Material to process START

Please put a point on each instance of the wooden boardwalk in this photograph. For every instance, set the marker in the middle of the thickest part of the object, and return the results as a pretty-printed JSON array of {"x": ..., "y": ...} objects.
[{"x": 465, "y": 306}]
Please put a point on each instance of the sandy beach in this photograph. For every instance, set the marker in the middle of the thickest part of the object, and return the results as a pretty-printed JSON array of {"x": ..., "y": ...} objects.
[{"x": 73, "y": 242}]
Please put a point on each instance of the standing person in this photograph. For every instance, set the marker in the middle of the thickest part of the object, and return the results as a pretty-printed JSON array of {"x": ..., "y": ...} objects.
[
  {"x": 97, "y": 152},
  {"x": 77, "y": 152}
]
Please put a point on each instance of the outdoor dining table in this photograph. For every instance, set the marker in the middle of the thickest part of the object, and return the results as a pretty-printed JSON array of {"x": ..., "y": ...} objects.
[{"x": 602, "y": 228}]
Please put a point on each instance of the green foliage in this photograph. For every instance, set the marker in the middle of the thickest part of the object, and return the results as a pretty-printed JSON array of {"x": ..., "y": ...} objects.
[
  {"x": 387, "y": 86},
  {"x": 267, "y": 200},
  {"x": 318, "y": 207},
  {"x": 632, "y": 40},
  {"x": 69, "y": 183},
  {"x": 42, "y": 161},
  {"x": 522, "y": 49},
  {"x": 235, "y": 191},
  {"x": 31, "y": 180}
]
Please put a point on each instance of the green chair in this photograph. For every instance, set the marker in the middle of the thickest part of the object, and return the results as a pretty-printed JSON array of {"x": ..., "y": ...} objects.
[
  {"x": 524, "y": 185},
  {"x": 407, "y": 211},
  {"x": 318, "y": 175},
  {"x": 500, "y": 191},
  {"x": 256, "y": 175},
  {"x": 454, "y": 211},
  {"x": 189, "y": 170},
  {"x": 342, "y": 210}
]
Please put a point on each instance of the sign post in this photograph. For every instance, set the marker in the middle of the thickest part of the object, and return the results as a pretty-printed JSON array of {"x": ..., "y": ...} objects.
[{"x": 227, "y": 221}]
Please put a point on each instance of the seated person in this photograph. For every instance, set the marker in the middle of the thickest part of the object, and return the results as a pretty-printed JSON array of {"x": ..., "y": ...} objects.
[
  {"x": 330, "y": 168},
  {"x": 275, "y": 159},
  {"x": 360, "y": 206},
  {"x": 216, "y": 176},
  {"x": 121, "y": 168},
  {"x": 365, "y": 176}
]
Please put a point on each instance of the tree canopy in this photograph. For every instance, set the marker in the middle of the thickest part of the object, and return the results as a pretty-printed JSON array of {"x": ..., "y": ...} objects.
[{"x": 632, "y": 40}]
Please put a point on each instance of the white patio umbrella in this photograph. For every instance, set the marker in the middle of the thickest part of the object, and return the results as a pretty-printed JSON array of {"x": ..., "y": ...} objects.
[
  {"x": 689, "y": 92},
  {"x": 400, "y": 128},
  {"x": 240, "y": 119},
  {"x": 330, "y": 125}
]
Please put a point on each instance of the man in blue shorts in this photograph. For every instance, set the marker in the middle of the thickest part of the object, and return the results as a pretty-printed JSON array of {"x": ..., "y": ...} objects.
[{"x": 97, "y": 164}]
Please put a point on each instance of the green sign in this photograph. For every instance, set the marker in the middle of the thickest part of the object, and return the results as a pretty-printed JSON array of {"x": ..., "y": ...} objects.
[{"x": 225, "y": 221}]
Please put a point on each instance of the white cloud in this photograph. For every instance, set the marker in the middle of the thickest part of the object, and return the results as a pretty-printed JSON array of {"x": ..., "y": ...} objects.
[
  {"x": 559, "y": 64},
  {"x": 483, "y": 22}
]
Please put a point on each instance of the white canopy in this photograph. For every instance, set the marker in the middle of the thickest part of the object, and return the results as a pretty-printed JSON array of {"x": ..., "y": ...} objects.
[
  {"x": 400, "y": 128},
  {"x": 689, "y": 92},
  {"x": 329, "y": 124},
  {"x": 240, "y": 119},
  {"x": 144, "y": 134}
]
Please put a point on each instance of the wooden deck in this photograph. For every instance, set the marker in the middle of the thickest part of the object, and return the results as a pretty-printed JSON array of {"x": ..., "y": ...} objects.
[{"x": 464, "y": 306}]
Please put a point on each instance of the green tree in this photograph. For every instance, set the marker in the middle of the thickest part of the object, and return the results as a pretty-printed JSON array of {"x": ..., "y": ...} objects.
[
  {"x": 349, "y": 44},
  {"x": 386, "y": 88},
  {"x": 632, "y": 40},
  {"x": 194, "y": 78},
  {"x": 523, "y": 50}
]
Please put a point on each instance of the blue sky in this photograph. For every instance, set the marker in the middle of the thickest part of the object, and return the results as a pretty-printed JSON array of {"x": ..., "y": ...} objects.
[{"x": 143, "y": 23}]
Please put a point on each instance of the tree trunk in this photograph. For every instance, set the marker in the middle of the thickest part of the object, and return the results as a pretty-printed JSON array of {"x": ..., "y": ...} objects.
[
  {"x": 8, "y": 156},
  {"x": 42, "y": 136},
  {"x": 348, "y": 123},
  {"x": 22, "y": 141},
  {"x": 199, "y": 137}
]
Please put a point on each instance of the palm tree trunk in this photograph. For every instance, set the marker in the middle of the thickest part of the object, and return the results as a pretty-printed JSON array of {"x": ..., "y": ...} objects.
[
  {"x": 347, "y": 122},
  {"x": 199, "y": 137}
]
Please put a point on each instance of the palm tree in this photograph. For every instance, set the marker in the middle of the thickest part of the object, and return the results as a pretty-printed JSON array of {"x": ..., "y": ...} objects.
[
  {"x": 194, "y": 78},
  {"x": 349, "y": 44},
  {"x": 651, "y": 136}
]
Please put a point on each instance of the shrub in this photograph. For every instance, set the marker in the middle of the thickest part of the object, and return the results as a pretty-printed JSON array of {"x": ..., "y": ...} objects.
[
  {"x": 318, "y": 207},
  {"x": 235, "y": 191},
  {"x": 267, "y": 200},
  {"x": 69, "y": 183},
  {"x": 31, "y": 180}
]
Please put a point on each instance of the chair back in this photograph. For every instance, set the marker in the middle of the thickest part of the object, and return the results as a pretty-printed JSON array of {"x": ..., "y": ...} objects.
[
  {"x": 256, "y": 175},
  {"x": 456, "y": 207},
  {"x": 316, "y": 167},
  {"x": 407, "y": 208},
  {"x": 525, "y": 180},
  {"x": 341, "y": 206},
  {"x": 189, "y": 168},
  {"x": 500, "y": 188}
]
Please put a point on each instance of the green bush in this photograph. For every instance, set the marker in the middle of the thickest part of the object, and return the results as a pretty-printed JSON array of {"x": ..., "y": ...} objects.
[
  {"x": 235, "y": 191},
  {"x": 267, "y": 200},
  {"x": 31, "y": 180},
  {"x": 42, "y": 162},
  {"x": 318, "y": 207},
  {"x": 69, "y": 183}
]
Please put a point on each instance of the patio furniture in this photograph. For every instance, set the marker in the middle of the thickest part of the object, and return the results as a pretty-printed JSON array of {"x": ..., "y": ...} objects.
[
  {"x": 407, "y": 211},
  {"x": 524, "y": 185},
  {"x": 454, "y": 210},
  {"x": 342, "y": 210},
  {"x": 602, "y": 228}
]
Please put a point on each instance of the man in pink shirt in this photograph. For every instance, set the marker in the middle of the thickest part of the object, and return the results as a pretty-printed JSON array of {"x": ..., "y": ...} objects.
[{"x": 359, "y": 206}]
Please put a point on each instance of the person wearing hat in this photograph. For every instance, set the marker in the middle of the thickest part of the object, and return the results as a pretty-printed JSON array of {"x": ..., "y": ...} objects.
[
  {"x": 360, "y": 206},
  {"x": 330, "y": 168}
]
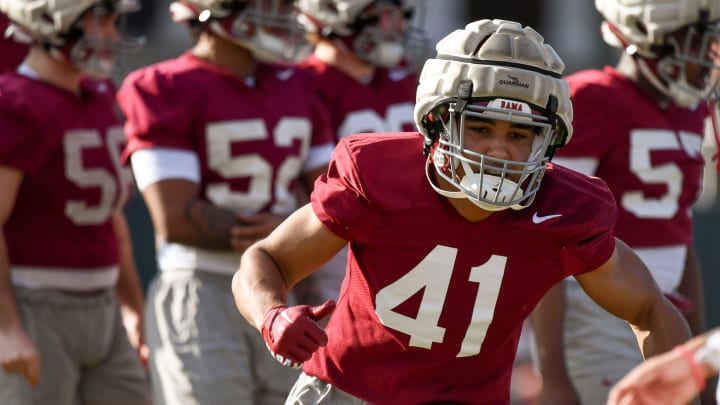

Material to process END

To do: Every entry above needs to be copied exactly, apart from its pictures.

Your response:
Please put a point on each instance of the wooden boardwalk in this photograph. For every instance, set the marker in the middle of the thickest part of the object, and return the results as a pretty-printed JSON array of {"x": ..., "y": ...} objects.
[{"x": 465, "y": 306}]
Please put a point on each instance of the sandy beach in this photograph. For every instance, set the marker in the middle of the thickest part of the object, and return the results as a pretty-printed JSON array of {"x": ..., "y": ...} objects.
[{"x": 73, "y": 242}]
Please put a point on each instance of the standing person in this photograph. For every instance, set the marker in the middle of the thickest part of the object, and return the results as a pretty-printed JSON array of {"x": ..., "y": ...} objects.
[
  {"x": 97, "y": 152},
  {"x": 77, "y": 152}
]
Please put a point on each instance of the outdoor dining table in this photograph. For every instance, set the marker in the middle of the thickest part of the object, and return the results as a pretty-printed JSON array of {"x": ..., "y": ...} objects.
[{"x": 602, "y": 228}]
Please put a point on each instance of the green foliage in this photograph. For every instance, set the marker in the middle of the thickest part of the object, and return the results as a pretty-printed JSON array of {"x": ..., "y": ...} objects.
[
  {"x": 387, "y": 86},
  {"x": 267, "y": 200},
  {"x": 318, "y": 207},
  {"x": 632, "y": 40},
  {"x": 69, "y": 183},
  {"x": 42, "y": 161},
  {"x": 522, "y": 49},
  {"x": 235, "y": 191},
  {"x": 31, "y": 180}
]
Please put a point on each instance of the green chair in this photograph. For every instance, set the marker in the middle of the thickest part of the object, and return the results as a pretty-printed JSON array of {"x": ..., "y": ...} objects.
[
  {"x": 524, "y": 185},
  {"x": 407, "y": 211},
  {"x": 318, "y": 175},
  {"x": 500, "y": 191},
  {"x": 256, "y": 175},
  {"x": 454, "y": 211},
  {"x": 189, "y": 170},
  {"x": 342, "y": 210}
]
Please put a point on each instance of the sign post in this photograph. For every instance, set the marker in the middle of the thickest part of the object, and return the results as a pretty-printed JSON array of {"x": ..., "y": ...} objects.
[{"x": 227, "y": 221}]
Please put a point on each instance of the seated person in this photograph. For every instance, set the marker in the middle of the thickest part of the object, and return the results as a pretty-printed JSON array of {"x": ..., "y": ...} objects.
[
  {"x": 330, "y": 168},
  {"x": 275, "y": 159},
  {"x": 360, "y": 206},
  {"x": 216, "y": 176},
  {"x": 121, "y": 168},
  {"x": 365, "y": 176}
]
Please put a point on each instance of the tree canopy in this photograph. For every instance, set the marker in the middle of the thickest part of the object, and return the results as a pretty-printed JSON array of {"x": ..., "y": ...} objects.
[{"x": 632, "y": 40}]
Please put a point on each instance of the white patio umbrella in this photograph. For every instance, set the marker in the middle of the thickest part of the object, and return the results as a pretty-printed JSON array of {"x": ..., "y": ...} objects.
[
  {"x": 689, "y": 92},
  {"x": 400, "y": 128},
  {"x": 240, "y": 119},
  {"x": 330, "y": 125}
]
Please put a point on each instance of the man in blue shorts in this photograph. For every instance, set the marker in the middle of the thickest part of the object, and return the results as a pretty-printed JSON array of {"x": ..., "y": ...} objects.
[{"x": 97, "y": 164}]
Please put a point on each instance of the green sign in this photograph. For every instance, set the marker in the middle of the thickest part of the object, and return the results as a pretty-printed JSON array of {"x": ..., "y": ...} objects.
[{"x": 225, "y": 221}]
Please put a point on each instance of the white cloud in this photograph. For every instance, set the marker in the middle of the thickest part of the object, and return the results as a pretty-printed JSON array of {"x": ..., "y": ...} objects.
[
  {"x": 559, "y": 64},
  {"x": 483, "y": 22}
]
Please put a point on each instance of the white canopy in this photograph. For every instance, set the marker in the middle of the thickest part of the object, and return the results as a pretty-printed JSON array of {"x": ..., "y": ...} objects.
[
  {"x": 400, "y": 128},
  {"x": 689, "y": 92},
  {"x": 329, "y": 124},
  {"x": 240, "y": 119},
  {"x": 144, "y": 134}
]
Please put a point on each instance of the wooden deck in this photograph. For every instance, set the marker in the middle of the thickest part of the object, and return the results as a pretty-printed JSON array of {"x": ..., "y": ...} objects.
[{"x": 464, "y": 306}]
Please put a point on each instance of the green tree in this photograph. For every instance, set the marker in the middle of the thickest part of the object, and return the results as a pretty-printed JSON array of {"x": ..., "y": ...} objects.
[
  {"x": 349, "y": 44},
  {"x": 386, "y": 88},
  {"x": 632, "y": 40},
  {"x": 194, "y": 78},
  {"x": 523, "y": 50}
]
Please put a point on each instance of the blue sky in this photograph. For every instance, set the marker in the middle of the thickest part of the object, and return the results as a pretty-printed JSON array of {"x": ..., "y": ...} objects.
[{"x": 143, "y": 23}]
Please put a point on each instance of the tree trunk in this photograph. For every instance, set the marker in the middle of the thickest part of the object, and return the results as a pretty-printed JSON array of {"x": ..., "y": ...} objects.
[
  {"x": 8, "y": 156},
  {"x": 42, "y": 136},
  {"x": 348, "y": 123},
  {"x": 22, "y": 141},
  {"x": 199, "y": 137}
]
Please put a point on each instance of the palm tree trunk in this photograph. For every instance, set the marker in the middle of the thickest part of the object, and return the results as a pretty-printed JSON array of {"x": ..., "y": ...} objects.
[
  {"x": 347, "y": 122},
  {"x": 199, "y": 137}
]
Please put a point on each instance of the palm tree in this photograph. For every instance, set the marker in the middle of the thickest part of the object, and return the results as a pretty-printed JSON array of {"x": ..., "y": ...} objects.
[
  {"x": 194, "y": 78},
  {"x": 349, "y": 44},
  {"x": 651, "y": 136}
]
Please put a point on each instance of the shrub in this photograph. For every instance, set the marker in the middle of the thickest part of the object, and return the results as a pretty-printed JSON array of {"x": ..., "y": ...} objects.
[
  {"x": 318, "y": 207},
  {"x": 235, "y": 191},
  {"x": 267, "y": 200},
  {"x": 69, "y": 183},
  {"x": 31, "y": 180}
]
Please put a point on each instance of the chair back in this photograph. For every instance, set the marker in the middle of the thickest part of the object, and return the results as a pretty-printed JSON array of {"x": ..., "y": ...} objects.
[
  {"x": 256, "y": 175},
  {"x": 456, "y": 207},
  {"x": 316, "y": 167},
  {"x": 407, "y": 208},
  {"x": 525, "y": 180},
  {"x": 341, "y": 206},
  {"x": 189, "y": 168},
  {"x": 500, "y": 188}
]
Please put a point on each instance of the green bush in this photograph. For every instance, set the marker in the middle of the thickest part of the object, and return the results as a pretty-printed JSON array of {"x": ..., "y": ...} objects.
[
  {"x": 235, "y": 191},
  {"x": 267, "y": 200},
  {"x": 31, "y": 180},
  {"x": 42, "y": 162},
  {"x": 318, "y": 207},
  {"x": 69, "y": 183}
]
Please put a point on each instance of the patio furniture in this photograph. For every instance, set the marker in the middle of the thickest part of the object, and return the results as a pretty-printed JSON array of {"x": ..., "y": ...} objects.
[
  {"x": 407, "y": 211},
  {"x": 524, "y": 185},
  {"x": 454, "y": 210},
  {"x": 342, "y": 210},
  {"x": 602, "y": 228}
]
Please put a point on each instance of the man in pink shirt in this photograph. For every instance, set the marker in the middle of the thickest part of the object, and return the results as a pretty-printed JSON array of {"x": ..., "y": ...} objects.
[{"x": 359, "y": 206}]
Please put a point on each instance of the person wearing hat in this photograph. For every instance, set the marker in the middle of the thickest part of the object, and return the results as a pretty-printed JSON array of {"x": ..., "y": ...} objects.
[
  {"x": 360, "y": 206},
  {"x": 330, "y": 168}
]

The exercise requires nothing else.